▶ _Text_
☆ ☆ ☆ ☆ ☆

Each column in your input data has an associated b coefficient (a constant real value) that must be learned from your training data.

## Difference between Linear Regression and Logistic Regression :

- In Linear Regression the target is an
**continuous (real value)**variable while in Logistic Regression the target is a**discrete (binary or ordinal)**variable. - The Predicted values in case of Linear Regression are the
**mean of the target variable**at the given values of the input variables. While the Predicted values in Logistic regression are the**probability**of a particular level(s) of the target variable at the given values of the input variables.

## Types of Logistic Regression:

**Binary Logistic Regression:**The target variable has**only two 2 possible outcomes.**For example, classifying e-mails as Spam or not Spam.**Multinomial Logistic Regression:**The target variable**has three or more categories without ordering.**For example, predicting which food is preferred more (Veg, Non-Veg, Vegan)**Ordinal Logistic Regression:**The target variable**has three or more categories with ordering.**For example, rating for a movie rating from 1 to 5.

☆ ☆ ☆ ☆ ☆

▶ _Information shown_
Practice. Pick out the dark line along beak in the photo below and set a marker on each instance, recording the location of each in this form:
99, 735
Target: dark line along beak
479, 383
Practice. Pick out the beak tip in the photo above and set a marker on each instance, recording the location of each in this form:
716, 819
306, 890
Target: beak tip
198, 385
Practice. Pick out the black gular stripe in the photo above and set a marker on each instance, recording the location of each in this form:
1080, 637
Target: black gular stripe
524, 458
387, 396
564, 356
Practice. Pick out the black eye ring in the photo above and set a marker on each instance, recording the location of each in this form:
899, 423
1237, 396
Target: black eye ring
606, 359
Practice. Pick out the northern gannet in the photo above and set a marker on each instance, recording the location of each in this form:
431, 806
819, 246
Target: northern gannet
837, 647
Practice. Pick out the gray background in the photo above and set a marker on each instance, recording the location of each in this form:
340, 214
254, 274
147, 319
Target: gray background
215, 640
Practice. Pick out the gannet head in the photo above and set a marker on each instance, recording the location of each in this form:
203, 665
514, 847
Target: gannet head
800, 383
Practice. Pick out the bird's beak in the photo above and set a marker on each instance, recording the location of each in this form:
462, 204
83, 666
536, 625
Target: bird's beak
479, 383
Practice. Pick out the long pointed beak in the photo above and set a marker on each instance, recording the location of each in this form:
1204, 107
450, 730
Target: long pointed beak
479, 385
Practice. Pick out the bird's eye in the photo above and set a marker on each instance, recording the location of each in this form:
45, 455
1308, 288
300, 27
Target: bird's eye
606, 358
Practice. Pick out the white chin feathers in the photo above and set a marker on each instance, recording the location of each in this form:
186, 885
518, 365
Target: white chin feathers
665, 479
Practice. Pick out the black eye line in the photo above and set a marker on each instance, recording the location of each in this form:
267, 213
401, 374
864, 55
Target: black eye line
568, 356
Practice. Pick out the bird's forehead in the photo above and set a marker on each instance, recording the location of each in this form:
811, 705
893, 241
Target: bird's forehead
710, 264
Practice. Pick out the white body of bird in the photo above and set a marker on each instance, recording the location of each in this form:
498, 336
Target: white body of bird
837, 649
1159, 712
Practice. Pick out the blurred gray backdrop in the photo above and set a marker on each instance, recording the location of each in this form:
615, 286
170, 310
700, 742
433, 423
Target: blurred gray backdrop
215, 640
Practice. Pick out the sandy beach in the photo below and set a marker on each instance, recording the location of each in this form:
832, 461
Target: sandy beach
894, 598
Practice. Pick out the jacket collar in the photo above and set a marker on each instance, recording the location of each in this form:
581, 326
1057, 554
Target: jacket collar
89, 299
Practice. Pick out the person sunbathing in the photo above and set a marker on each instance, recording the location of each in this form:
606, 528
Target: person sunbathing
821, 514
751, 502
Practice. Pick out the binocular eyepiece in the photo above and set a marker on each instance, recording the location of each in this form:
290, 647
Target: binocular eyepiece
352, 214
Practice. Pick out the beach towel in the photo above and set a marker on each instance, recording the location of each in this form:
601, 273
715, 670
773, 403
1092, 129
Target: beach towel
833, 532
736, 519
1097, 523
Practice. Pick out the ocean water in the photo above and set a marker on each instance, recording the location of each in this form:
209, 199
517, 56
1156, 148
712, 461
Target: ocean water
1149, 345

☆ ☆ ☆ ☆ ☆

▶ _What to work on_
A. In the logistic regression text, what example is given for ordinal logistic regression?
B. Restate the logistic regression text from "## Difference between" up to and including "variable at the given values of the input variables.", putting "outcome" in place of "target".

▶ _Outputs in order_
A. Rating a movie from 1 to 5.

B.
## Difference between Linear Regression and Logistic Regression :

- In Linear Regression the outcome is an
**continuous (real value)**variable while in Logistic Regression the outcome is a**discrete (binary or ordinal)**variable. - The Predicted values in case of Linear Regression are the
**mean of the outcome variable**at the given values of the input variables. While the Predicted values in Logistic regression are the**probability**of a particular level(s) of the outcome variable at the given values of the input variables.